Task prompt:
Output the line with "Localize foliage. Reply" and every following line to the end of the material, exactly as they appear.

Data provided:
——
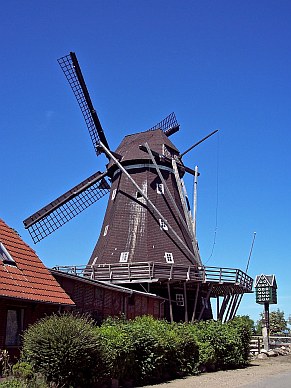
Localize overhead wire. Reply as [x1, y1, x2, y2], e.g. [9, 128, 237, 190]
[205, 131, 220, 264]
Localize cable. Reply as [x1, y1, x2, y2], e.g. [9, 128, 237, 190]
[205, 131, 220, 264]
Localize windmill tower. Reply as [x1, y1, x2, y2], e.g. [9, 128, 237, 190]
[24, 52, 253, 323]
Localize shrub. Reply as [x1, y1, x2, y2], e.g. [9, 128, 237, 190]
[21, 313, 106, 387]
[98, 317, 134, 382]
[188, 317, 251, 370]
[99, 316, 199, 385]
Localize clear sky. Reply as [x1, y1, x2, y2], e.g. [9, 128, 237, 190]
[1, 0, 290, 323]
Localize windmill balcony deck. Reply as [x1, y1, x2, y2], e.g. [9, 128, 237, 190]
[52, 262, 253, 294]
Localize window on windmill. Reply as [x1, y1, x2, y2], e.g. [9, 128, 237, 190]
[111, 189, 117, 201]
[120, 251, 129, 263]
[164, 252, 174, 264]
[159, 219, 168, 231]
[136, 191, 143, 199]
[156, 183, 164, 194]
[103, 225, 109, 236]
[0, 242, 17, 266]
[176, 294, 184, 306]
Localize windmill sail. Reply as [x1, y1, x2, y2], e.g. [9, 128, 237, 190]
[58, 52, 109, 155]
[148, 112, 180, 136]
[24, 171, 110, 243]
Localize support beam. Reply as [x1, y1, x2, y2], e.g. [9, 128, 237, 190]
[172, 159, 202, 266]
[183, 282, 188, 323]
[232, 294, 244, 318]
[224, 294, 236, 323]
[198, 284, 213, 321]
[218, 293, 231, 321]
[228, 294, 240, 321]
[167, 282, 174, 323]
[144, 143, 194, 242]
[216, 296, 220, 321]
[191, 283, 200, 323]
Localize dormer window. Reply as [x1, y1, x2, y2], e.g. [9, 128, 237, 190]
[159, 219, 168, 231]
[0, 243, 16, 266]
[120, 251, 129, 263]
[156, 183, 164, 194]
[164, 252, 174, 264]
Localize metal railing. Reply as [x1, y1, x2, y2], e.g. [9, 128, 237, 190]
[52, 262, 253, 291]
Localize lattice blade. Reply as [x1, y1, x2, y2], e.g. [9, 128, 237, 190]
[148, 112, 180, 136]
[23, 171, 110, 243]
[57, 52, 109, 155]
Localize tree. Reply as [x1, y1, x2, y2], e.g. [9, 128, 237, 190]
[255, 309, 288, 335]
[269, 309, 288, 335]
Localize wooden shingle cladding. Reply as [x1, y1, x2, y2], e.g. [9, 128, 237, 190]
[89, 129, 195, 271]
[51, 270, 165, 321]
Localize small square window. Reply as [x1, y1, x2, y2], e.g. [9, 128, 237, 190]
[156, 183, 164, 194]
[164, 252, 174, 264]
[176, 294, 184, 306]
[111, 189, 117, 200]
[159, 219, 168, 231]
[103, 225, 109, 236]
[120, 251, 129, 263]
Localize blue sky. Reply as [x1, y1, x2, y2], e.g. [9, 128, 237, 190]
[1, 0, 290, 323]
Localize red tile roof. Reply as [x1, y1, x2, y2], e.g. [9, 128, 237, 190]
[0, 219, 74, 305]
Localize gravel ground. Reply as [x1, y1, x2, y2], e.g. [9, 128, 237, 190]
[143, 355, 291, 388]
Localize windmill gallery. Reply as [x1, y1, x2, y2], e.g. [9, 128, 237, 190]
[20, 52, 253, 324]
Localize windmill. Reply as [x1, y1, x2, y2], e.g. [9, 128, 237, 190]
[23, 52, 253, 323]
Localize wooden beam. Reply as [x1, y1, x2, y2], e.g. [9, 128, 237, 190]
[198, 284, 213, 321]
[191, 283, 200, 323]
[218, 293, 230, 321]
[167, 282, 174, 323]
[183, 282, 188, 323]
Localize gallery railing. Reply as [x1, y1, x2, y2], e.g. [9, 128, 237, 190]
[53, 262, 253, 291]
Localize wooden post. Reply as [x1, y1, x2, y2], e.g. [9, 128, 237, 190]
[198, 284, 213, 321]
[216, 296, 220, 321]
[262, 302, 270, 351]
[183, 282, 188, 323]
[167, 282, 174, 323]
[218, 293, 230, 321]
[191, 283, 200, 323]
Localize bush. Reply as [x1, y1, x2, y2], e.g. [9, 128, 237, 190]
[21, 313, 106, 387]
[188, 317, 251, 370]
[99, 316, 199, 385]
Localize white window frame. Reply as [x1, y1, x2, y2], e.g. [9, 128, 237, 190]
[176, 294, 184, 306]
[164, 252, 174, 264]
[0, 242, 16, 266]
[103, 225, 109, 236]
[159, 219, 168, 231]
[120, 251, 129, 263]
[111, 189, 117, 200]
[156, 183, 164, 194]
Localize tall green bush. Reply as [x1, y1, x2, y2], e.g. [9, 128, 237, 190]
[21, 313, 106, 387]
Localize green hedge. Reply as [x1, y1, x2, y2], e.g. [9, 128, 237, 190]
[13, 314, 252, 387]
[21, 313, 106, 387]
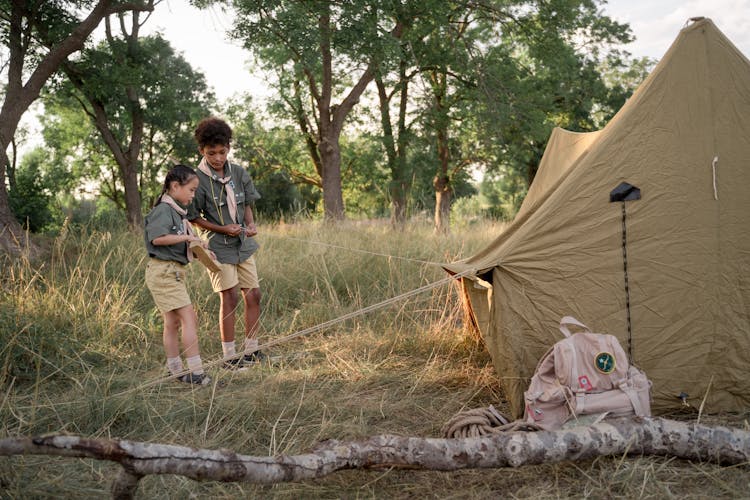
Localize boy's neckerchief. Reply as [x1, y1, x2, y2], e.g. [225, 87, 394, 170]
[160, 194, 195, 262]
[198, 158, 237, 224]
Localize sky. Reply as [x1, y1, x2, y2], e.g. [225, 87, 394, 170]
[141, 0, 750, 103]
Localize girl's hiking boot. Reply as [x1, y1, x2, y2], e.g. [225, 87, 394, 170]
[176, 372, 211, 385]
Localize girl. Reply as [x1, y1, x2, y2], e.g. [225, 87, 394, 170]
[144, 164, 211, 385]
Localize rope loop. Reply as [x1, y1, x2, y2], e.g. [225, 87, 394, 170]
[441, 405, 543, 438]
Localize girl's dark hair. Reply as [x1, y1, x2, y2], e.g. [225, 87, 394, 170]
[156, 164, 197, 205]
[194, 117, 232, 148]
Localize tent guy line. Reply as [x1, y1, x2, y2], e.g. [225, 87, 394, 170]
[269, 234, 449, 267]
[117, 268, 475, 398]
[10, 268, 476, 406]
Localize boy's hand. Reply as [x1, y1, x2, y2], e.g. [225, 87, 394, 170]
[224, 223, 243, 236]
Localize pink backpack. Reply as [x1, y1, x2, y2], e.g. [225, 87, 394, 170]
[523, 316, 651, 430]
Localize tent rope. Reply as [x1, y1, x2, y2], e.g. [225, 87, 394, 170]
[269, 234, 447, 267]
[104, 268, 475, 398]
[258, 269, 472, 350]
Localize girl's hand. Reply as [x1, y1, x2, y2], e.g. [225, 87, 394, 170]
[224, 223, 243, 236]
[244, 223, 258, 237]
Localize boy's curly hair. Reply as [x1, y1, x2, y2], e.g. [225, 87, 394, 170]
[194, 117, 232, 148]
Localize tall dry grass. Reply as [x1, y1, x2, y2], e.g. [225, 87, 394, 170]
[0, 218, 747, 498]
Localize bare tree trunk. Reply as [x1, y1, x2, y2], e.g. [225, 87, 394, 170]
[431, 71, 451, 234]
[318, 134, 346, 222]
[433, 174, 451, 234]
[376, 60, 412, 230]
[391, 191, 408, 229]
[2, 417, 749, 498]
[310, 9, 404, 223]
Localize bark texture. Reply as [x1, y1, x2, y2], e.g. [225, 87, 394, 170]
[1, 417, 748, 498]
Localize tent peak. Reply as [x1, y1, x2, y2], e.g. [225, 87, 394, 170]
[682, 16, 712, 31]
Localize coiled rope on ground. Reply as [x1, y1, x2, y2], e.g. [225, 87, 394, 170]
[441, 405, 542, 438]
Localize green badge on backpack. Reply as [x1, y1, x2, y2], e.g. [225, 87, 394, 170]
[595, 352, 615, 373]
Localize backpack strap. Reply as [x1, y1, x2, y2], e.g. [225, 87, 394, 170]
[619, 379, 647, 416]
[559, 316, 591, 337]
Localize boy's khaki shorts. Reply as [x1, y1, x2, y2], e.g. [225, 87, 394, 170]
[208, 255, 259, 292]
[145, 258, 191, 313]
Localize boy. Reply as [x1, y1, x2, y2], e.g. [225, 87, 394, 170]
[188, 116, 267, 369]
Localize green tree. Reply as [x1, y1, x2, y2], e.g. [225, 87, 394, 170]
[197, 0, 404, 221]
[371, 3, 421, 228]
[402, 0, 637, 232]
[471, 1, 643, 187]
[224, 96, 313, 218]
[49, 12, 212, 227]
[0, 0, 153, 254]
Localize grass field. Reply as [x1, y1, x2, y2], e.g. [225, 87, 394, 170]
[1, 219, 748, 498]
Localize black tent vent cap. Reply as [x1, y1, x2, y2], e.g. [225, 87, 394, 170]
[610, 182, 641, 202]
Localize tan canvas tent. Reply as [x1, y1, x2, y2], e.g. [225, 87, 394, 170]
[446, 18, 750, 418]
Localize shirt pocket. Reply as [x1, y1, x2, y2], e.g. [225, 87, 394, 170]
[234, 190, 245, 205]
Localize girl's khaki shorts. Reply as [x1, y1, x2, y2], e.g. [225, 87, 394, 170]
[145, 258, 191, 313]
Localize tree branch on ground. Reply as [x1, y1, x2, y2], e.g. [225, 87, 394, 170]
[1, 417, 748, 499]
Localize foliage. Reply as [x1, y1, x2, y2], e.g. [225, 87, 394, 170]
[213, 0, 407, 220]
[190, 0, 648, 229]
[7, 148, 54, 232]
[42, 30, 214, 219]
[451, 171, 527, 222]
[464, 1, 649, 189]
[0, 0, 156, 256]
[338, 133, 391, 218]
[4, 0, 654, 234]
[224, 96, 314, 218]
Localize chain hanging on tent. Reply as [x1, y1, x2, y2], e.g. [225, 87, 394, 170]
[609, 182, 641, 361]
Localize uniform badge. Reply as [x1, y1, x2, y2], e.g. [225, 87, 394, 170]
[595, 352, 616, 373]
[578, 375, 593, 391]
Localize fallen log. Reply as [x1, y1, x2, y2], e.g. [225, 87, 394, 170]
[1, 416, 748, 498]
——
Answer to this exercise:
Localize foliage. Reply as [x1, y1, x2, y2], e.g. [225, 87, 394, 170]
[213, 0, 407, 220]
[190, 0, 648, 229]
[7, 148, 54, 232]
[42, 30, 214, 219]
[451, 171, 527, 222]
[464, 1, 649, 189]
[0, 0, 156, 256]
[338, 133, 391, 218]
[4, 0, 654, 234]
[224, 96, 314, 218]
Localize chain hanging on tent. Reply as [x1, y1, x2, y2], e.g. [225, 87, 394, 170]
[609, 182, 641, 361]
Localize uniform badge. Reply as [x1, y1, x2, y2], e.g. [225, 87, 394, 170]
[595, 352, 616, 373]
[578, 375, 593, 391]
Localize fallen log. Reply as [x1, y1, x2, y2], e.g. [225, 87, 394, 170]
[1, 416, 748, 498]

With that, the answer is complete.